▶ **Document section**
'''
# 07 rancher 420?



## CallMeChris (Nov 5, 2012)

I've started shopping around for another 4 wheeler for the wife and daughter to ride some. Came across an 07 420 that is black with hot pink racks, springs, and control arms...2" lift, 27's, rad relocate, and a snorkle. Only thing wrong with it is the back brake cable is froze up. This is the manual shift, not es model. I don't know much about the bikes except my father in laws 300 Honda is a tank that just won't die. I'm getting it for $3,000. Decent deal? Anything I need to look for or be careful of with these bikes? 

Thanks for helping me to not make any stupid mistakes! Lol

---------- Post added at 07:15 PM ---------- Previous post was at 07:10 PM ----------

Here are the pictures he sent me...


----------



## lilbigtonka (Dec 30, 2008)

looks to be decent as long as it runs good rest is cosmetic and you can get all brand new plastics for that thing for only about 400......i dont know what the heck is going on with that rad relocate though, looks horrible lol but that too can be fixed


----------



## CallMeChris (Nov 5, 2012)

The radiator will be the first thing fixed! He put it on the rack to run the snorckle up where the radiator was so he didn't have to cut the plastics. Plastics will be cut, snorcks stuck up, and a rad relocate kit with shroud will be put on...with pink led's behind it...lol!


----------



## lilbigtonka (Dec 30, 2008)

Needs to look like my girls bike when your done lol.....


----------



## gotmuddy (Jul 15, 2011)

check the rear diff. if its clean buy it.


----------



## CallMeChris (Nov 5, 2012)

Cool


----------



## CallMeChris (Nov 5, 2012)

Found out it smokes a very little white smoke at high rpm's...but not every time. Could this be the valves needing to be adjusted or possibly something more major?

---------- Post added at 09:46 PM ---------- Previous post was at 09:45 PM ----------

I asked him what color the smoke was and how bad and if he could hear the valves and this was his reply: 

white and I think they just need adjusting most all Hondas tick...not much just at a high rpm and not every time u hit the throttle

---------- Post added at 09:47 PM ---------- Previous post was at 09:46 PM ----------

Smoke worries me! Lol


----------



## 2010Bruterider (Jun 20, 2010)
'''
▶ **Task to complete**
Please carry the forum thread about buying a used 07 Rancher 420 forward from its last line.

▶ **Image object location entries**
'''
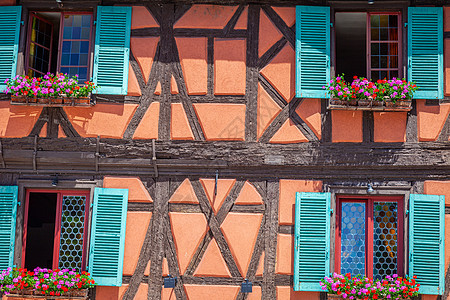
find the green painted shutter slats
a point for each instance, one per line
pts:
(9, 42)
(108, 236)
(312, 51)
(8, 213)
(426, 242)
(425, 51)
(312, 240)
(112, 49)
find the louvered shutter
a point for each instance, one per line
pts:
(8, 212)
(312, 240)
(108, 236)
(426, 242)
(9, 42)
(312, 51)
(112, 49)
(425, 51)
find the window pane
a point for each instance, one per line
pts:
(72, 232)
(353, 231)
(384, 239)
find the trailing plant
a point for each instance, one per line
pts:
(48, 86)
(358, 287)
(360, 88)
(44, 281)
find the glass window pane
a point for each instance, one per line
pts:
(384, 239)
(353, 231)
(72, 232)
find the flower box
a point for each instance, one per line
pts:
(60, 101)
(370, 104)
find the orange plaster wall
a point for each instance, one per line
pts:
(287, 293)
(229, 66)
(144, 50)
(206, 16)
(7, 2)
(136, 189)
(141, 18)
(105, 120)
(148, 128)
(310, 112)
(288, 188)
(280, 72)
(346, 126)
(389, 126)
(268, 34)
(137, 225)
(17, 121)
(447, 52)
(434, 187)
(192, 53)
(222, 121)
(431, 120)
(179, 126)
(285, 254)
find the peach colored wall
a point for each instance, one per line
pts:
(17, 121)
(431, 120)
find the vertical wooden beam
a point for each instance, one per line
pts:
(368, 126)
(167, 59)
(251, 92)
(160, 212)
(270, 239)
'''
▶ **Written response**
I'd pass on this one. I always assume the worst. In this case, i'm thinking total engine overhaul. It might be less, but that's a big price for a bike that may need a motor soon. The 420's a really popular, I'd keep looking. That or get him down to 1500-2000 range.


----------



## CallMeChris (Nov 5, 2012)

Yeah, that's kind of the way I'm leaning since I found out about the smoke. Found an 06 Suzuki Vinson 500 and an 08 big bear 400 I'm looking at now also.


----------



## duckincrazy92 (May 24, 2011)

If its an IRS big near them things are tuff. Not power monsters by any means but they will go anywhere you want. And low maintence


----------



## CRAZYCRACKAZ71 (Oct 8, 2011)

no honda ticks when valves are on the right ajustment!


----------



## 02KODIAK400 (May 16, 2012)

yep id pass also


----------



## CallMeChris (Nov 5, 2012)

Thanks for the help guys!


----------



## brucebanner77 (Mar 5, 2013)

lilbigtonka said:


> Needs to look like my girls bike when your done lol.....
> 
> View attachment 14449


What r the specs on this bike? Wheel and tire brand/Size ? What size lift?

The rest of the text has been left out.